• TRECHO DO TEXTO:
┄┄┄┄┄┄┄┄┄┄
LIÇÕES À BEIRA DE UM POÇO
Côn. José Geraldo Vidigal de Carvalho*
Todos os pormenores do encontro da
Samaritana com Jesus à beira do poço de Jacó (Jo 4,5-42) deixam mensagens de
grande valor espiritual. Uma leitura superficial deste fato impede que se apreenda
o essencial dos detalhes deste episódio. É preciso, antes de tudo, uma
observação histórica. Havia uma dissensão profunda entre judeus e samaritanos.
Os judeus detestavam os samaritanos por uma série de razões, inclusive por
considerá-los um povo bastardo. Eles eram também uma gente herética porque não
freqüentavam o templo de Jerusalém. Eles iam rezar no monte Garizim e judeus
piedosos acreditavam que davam glória a Deus detestando os samaritanos. Era
então uma injúria chamar alguém de samaritano e, sobretudo, de samaritana. Com
efeito, a religião judaica, como outras religiões daquela época, considerava as
mulheres como impuras desde o berço. Seus maridos também estavam maculados, bem
como seus filhos e tudo que uma mulher de Samaria tinha tocado. Eis aí aonde
foi parar Jesus. Estava numa região inimiga e herética e nela passaria dois
dias. Ele aborda uma mulher três vezes impura, por ser samaritana, por ser
mulher e uma mulher que tivera vários maridos. Diante dela, portanto, Jesus se
faz três vezes contestador. Sem medo e com o poder que Ele possuía Cristo vai
pulverisar esta tríplice barreira. Seu recado haveria de repercutir através dos
tempos. Para Deus nada de excluídos, de inimigos, de malditos, de imperdoáveis,
de irrecuperáveis. Ele viera não para os justos, mas para os pecadores fossem
eles quem fossem. Nada de racismos, de preconceitos culturais ou religiosos.
┄┄┄┄┄┄┄┄┄┄
• TAREFA ESCRITA: Por favor, reproduza fielmente o texto sobre a samaritana desde "LIÇÕES À BEIRA" até "judeus e samaritanos.", inclusive. Estas linhas não têm relação com o texto sobre a samaritana.

• LINHAS FORNECIDAS:
┄┄┄┄┄┄┄┄┄┄
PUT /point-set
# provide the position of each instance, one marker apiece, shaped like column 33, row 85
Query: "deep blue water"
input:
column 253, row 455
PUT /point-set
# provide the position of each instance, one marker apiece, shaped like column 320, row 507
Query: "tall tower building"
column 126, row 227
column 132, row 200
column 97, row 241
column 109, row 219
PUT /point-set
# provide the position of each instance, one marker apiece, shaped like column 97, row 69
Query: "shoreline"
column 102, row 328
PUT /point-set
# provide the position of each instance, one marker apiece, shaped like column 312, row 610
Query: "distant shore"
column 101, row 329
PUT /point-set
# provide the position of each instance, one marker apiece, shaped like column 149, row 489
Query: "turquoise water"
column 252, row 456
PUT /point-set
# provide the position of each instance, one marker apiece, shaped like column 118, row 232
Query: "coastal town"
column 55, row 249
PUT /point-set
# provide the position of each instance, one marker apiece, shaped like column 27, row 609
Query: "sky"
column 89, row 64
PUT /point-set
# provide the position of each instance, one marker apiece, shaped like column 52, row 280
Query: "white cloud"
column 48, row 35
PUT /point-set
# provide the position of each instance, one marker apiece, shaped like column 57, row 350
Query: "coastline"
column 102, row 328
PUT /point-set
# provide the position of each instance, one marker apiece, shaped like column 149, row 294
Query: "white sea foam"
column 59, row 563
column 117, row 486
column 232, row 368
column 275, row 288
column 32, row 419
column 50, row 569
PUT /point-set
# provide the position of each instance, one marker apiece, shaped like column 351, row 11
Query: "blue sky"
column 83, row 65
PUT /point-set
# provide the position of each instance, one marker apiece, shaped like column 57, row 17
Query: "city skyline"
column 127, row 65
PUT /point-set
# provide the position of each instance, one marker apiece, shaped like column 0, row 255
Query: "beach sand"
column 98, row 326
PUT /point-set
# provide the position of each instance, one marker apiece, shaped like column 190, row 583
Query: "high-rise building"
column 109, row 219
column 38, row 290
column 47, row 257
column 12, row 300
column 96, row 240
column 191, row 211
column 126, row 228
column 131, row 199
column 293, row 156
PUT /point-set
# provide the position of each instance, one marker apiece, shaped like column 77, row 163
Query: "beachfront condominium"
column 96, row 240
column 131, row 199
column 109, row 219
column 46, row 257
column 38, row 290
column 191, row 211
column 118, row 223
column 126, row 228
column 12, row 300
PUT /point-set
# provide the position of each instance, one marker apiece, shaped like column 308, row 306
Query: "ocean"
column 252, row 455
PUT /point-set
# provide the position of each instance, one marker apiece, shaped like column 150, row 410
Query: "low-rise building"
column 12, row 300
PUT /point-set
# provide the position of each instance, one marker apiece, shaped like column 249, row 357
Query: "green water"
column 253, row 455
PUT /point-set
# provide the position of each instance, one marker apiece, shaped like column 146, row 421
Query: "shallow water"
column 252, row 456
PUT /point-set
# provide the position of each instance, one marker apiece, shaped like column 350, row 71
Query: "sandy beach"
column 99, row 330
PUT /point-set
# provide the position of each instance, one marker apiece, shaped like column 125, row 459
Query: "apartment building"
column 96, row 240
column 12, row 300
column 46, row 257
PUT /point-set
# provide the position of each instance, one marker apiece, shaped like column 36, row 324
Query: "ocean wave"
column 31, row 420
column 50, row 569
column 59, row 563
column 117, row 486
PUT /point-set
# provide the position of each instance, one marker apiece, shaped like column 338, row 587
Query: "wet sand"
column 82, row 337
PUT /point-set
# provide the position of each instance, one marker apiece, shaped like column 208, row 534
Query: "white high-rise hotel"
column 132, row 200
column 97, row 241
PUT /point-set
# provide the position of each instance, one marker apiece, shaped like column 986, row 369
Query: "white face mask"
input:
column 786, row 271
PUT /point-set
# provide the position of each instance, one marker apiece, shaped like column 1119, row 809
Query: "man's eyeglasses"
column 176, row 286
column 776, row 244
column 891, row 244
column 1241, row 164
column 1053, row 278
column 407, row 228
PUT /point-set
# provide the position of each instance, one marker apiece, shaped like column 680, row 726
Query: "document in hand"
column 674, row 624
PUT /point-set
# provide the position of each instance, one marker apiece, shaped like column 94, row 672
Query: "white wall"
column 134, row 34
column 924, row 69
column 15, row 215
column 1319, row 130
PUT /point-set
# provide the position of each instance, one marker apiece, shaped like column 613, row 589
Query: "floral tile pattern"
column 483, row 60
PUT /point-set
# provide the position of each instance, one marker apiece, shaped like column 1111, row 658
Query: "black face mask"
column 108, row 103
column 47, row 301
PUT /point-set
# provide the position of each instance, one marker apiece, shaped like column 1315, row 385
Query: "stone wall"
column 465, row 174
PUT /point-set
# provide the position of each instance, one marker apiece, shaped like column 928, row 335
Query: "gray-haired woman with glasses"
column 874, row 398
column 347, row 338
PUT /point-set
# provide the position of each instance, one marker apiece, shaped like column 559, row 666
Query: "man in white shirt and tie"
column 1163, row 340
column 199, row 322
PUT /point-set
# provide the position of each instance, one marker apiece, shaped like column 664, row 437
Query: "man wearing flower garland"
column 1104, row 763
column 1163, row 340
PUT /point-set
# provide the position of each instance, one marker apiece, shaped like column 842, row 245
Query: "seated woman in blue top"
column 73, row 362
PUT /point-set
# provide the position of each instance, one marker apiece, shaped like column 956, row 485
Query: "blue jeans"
┄┄┄┄┄┄┄┄┄┄
• RESULTADO:
LIÇÕES À BEIRA DE UM POÇO
Côn. José Geraldo Vidigal de Carvalho*
Todos os pormenores do encontro da
Samaritana com Jesus à beira do poço de Jacó (Jo 4,5-42) deixam mensagens de
grande valor espiritual. Uma leitura superficial deste fato impede que se apreenda
o essencial dos detalhes deste episódio. É preciso, antes de tudo, uma
observação histórica. Havia uma dissensão profunda entre judeus e samaritanos.